_Written request 1:_ According to the flood network excerpt, in which country will flood mitigation be more challenging?
_Written request 2:_ Rescale the listing from its first line through the line that contains "xmin=15 ymin=139 xmax=257 ymax=358", inclusive: reproduce every line in that range, requests included, with each bounding box coordinate in the answers multiplied by 2.55 and rounded to a whole number, halves rounded up. Leave the requests and their format samples unchanged, and return only those lines.

_Source excerpt:_
━━━━━━━━━━━━━━━━━━━━
We also note that some nodes that have low centrality (i.e., low degree and betweenness values) but higher altitude and are closer to a river, seemingly unimportant in a 2D network, are the last line of defense against a collapse of the whole network into several smaller connected components (see Fig. 4, Supplementary Figs. 7 and 8). This finding contrasts with the common understanding and existing disaster risk reduction practices, which tend to focus and invest much more on nodes considered important with higher centrality. Why the unimportant nodes become the last straw that breaks the camels back and how these nodes combine with damage patterns to trigger abrupt systematic malfunctions call for more research in the broad field of disaster risk science. Comparing the affected population between China and the US (see Supplementary Fig. 10 and Supplementary Note 2 for details), we find that more highly populated counties are affected by floods more in China than in the US; counties with an extremely high population density ([95, 100] percentile) are more likely to be directly affected by floods in China; and more people are indirectly affected by floods in China. All these findings indicate that flood mitigation will be more challenging in China than in the US.
━━━━━━━━━━━━━━━━━━━━
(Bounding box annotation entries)
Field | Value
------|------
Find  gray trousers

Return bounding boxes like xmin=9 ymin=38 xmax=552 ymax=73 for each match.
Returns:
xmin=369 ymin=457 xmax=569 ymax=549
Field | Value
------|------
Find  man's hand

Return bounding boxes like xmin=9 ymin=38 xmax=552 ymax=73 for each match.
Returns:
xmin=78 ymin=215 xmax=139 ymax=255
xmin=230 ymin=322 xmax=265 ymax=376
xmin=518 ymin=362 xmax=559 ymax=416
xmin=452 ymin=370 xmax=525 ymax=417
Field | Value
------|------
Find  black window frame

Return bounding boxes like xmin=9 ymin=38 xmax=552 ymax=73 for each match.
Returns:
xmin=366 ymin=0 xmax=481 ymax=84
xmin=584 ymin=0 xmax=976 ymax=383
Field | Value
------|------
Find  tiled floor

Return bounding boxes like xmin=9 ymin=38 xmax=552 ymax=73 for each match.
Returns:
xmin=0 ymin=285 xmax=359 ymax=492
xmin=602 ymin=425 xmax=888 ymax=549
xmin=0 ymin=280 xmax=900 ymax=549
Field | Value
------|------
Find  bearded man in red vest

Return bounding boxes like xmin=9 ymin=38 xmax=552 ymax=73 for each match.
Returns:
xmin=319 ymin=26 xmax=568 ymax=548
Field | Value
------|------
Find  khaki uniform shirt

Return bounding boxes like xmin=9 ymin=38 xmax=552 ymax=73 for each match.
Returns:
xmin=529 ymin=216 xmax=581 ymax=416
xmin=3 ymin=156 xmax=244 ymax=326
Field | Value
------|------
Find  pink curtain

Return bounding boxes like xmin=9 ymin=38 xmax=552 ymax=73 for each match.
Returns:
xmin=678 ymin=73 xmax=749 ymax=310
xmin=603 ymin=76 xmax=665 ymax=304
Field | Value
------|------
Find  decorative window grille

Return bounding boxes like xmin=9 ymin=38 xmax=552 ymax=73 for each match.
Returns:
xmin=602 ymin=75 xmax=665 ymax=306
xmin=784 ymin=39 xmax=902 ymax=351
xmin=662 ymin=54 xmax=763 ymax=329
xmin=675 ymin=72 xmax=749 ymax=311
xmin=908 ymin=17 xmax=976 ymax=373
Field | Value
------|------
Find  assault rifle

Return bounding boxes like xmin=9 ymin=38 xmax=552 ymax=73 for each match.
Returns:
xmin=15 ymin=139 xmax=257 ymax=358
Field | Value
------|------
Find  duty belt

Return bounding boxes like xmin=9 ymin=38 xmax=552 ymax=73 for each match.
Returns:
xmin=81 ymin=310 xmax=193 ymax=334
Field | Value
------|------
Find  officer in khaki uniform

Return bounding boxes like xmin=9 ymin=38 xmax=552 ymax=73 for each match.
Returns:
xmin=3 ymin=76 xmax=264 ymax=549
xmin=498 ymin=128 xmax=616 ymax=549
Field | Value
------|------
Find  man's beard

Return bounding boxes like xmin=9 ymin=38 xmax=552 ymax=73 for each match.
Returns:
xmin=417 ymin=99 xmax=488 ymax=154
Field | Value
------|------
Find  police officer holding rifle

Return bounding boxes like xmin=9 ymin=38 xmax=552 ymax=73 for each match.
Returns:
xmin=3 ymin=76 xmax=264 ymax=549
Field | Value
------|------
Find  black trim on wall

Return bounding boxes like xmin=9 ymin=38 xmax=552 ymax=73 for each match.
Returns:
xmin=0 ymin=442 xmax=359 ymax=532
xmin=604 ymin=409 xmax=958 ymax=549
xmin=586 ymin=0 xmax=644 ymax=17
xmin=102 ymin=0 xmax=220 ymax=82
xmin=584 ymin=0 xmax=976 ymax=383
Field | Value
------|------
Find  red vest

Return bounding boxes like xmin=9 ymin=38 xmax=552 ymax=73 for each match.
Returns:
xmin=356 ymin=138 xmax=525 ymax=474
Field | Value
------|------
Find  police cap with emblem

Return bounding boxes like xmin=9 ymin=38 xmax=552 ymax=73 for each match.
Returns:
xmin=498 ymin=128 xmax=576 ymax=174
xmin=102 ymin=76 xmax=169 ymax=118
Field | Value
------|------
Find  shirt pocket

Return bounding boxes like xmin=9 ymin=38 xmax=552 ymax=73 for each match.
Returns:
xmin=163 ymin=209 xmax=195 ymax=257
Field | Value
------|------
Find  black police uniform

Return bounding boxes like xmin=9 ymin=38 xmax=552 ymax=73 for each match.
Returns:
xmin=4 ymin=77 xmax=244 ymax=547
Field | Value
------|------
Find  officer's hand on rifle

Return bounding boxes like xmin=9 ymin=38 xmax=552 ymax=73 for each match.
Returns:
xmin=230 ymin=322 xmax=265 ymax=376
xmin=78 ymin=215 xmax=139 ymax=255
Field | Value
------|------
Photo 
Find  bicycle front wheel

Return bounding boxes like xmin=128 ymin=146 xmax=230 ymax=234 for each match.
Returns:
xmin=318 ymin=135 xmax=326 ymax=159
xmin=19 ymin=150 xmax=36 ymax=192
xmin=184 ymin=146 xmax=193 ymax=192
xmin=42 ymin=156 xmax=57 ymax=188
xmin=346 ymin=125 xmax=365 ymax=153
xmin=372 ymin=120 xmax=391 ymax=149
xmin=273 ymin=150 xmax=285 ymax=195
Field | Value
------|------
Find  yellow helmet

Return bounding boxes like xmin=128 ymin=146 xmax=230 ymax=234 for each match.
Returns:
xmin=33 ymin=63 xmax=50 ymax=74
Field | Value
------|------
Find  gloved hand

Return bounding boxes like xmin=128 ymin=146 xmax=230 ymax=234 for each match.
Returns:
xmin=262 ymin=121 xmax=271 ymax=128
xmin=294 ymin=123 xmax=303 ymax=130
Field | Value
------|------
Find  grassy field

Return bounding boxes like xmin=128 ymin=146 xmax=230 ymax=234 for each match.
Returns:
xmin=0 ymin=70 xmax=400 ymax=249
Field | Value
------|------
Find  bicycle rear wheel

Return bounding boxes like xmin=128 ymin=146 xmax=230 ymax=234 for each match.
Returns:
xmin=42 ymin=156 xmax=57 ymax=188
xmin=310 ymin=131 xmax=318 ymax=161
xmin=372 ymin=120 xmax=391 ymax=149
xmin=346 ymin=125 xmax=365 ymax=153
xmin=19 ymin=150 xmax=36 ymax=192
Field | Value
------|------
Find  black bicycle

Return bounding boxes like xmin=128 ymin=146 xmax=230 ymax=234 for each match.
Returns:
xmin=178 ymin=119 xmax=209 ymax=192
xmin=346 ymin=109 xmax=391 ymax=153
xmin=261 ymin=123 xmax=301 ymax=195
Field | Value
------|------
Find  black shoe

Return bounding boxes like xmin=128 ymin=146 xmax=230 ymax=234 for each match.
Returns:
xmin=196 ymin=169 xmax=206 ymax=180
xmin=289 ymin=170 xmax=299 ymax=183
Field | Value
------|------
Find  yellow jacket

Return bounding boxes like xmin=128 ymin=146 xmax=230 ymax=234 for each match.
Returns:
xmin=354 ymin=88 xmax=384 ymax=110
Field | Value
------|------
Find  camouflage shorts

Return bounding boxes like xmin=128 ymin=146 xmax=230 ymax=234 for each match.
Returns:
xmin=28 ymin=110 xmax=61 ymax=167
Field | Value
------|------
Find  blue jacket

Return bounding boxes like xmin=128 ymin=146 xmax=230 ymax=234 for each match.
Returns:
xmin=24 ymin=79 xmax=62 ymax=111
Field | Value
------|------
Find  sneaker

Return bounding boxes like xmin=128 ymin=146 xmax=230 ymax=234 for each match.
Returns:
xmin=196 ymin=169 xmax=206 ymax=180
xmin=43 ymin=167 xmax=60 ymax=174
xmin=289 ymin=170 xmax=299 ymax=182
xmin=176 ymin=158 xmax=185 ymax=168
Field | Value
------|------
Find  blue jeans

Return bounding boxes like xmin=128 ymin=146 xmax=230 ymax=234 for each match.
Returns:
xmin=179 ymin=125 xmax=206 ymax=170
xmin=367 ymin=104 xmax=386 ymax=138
━━━━━━━━━━━━━━━━━━━━
_Expected output 1:_ China

_Expected output 2:_
Field | Value
------|------
Find  gray trousers

Return bounding boxes like xmin=9 ymin=38 xmax=552 ymax=73 for each match.
Returns:
xmin=941 ymin=1165 xmax=1451 ymax=1400
Field | Value
------|------
Find  man's hand

Return bounding boxes like xmin=9 ymin=38 xmax=552 ymax=73 for each match.
Returns:
xmin=199 ymin=548 xmax=354 ymax=650
xmin=587 ymin=821 xmax=676 ymax=959
xmin=1321 ymin=923 xmax=1425 ymax=1061
xmin=1153 ymin=944 xmax=1339 ymax=1063
Field | Value
------|------
Find  black window frame

Return bounding boxes like xmin=9 ymin=38 xmax=552 ymax=73 for each match.
Returns:
xmin=933 ymin=0 xmax=1227 ymax=214
xmin=1489 ymin=0 xmax=2489 ymax=977
Field | Value
------|------
Find  tiled floor

Return bounding boxes like xmin=9 ymin=38 xmax=552 ymax=73 for each match.
Returns:
xmin=0 ymin=727 xmax=915 ymax=1255
xmin=1535 ymin=1084 xmax=2264 ymax=1400
xmin=0 ymin=714 xmax=2295 ymax=1400
Field | Value
------|------
Find  bearded man in red vest

Return bounding boxes like xmin=9 ymin=38 xmax=552 ymax=73 for each match.
Returns:
xmin=813 ymin=66 xmax=1448 ymax=1397
Field | Value
------|------
Find  khaki uniform shirt

Return bounding boxes like xmin=9 ymin=38 xmax=552 ymax=73 for each match.
Returns:
xmin=1349 ymin=551 xmax=1482 ymax=1061
xmin=8 ymin=398 xmax=622 ymax=831
Field | Value
------|------
Find  pink curtain

Return bounding boxes like xmin=9 ymin=38 xmax=552 ymax=73 for each match.
Returns:
xmin=1729 ymin=186 xmax=1910 ymax=791
xmin=1538 ymin=194 xmax=1696 ymax=775
Field | Value
------|------
Find  decorative window grille

Return bounding boxes like xmin=9 ymin=38 xmax=552 ymax=73 for each match.
Returns:
xmin=1535 ymin=191 xmax=1696 ymax=780
xmin=1999 ymin=99 xmax=2300 ymax=895
xmin=1688 ymin=138 xmax=1946 ymax=839
xmin=1721 ymin=184 xmax=1910 ymax=793
xmin=2315 ymin=43 xmax=2489 ymax=951
Field | Value
------|------
Find  assault rifle

Return bounding boxes like xmin=9 ymin=38 xmax=552 ymax=73 for each match.
Returns:
xmin=38 ymin=354 xmax=655 ymax=913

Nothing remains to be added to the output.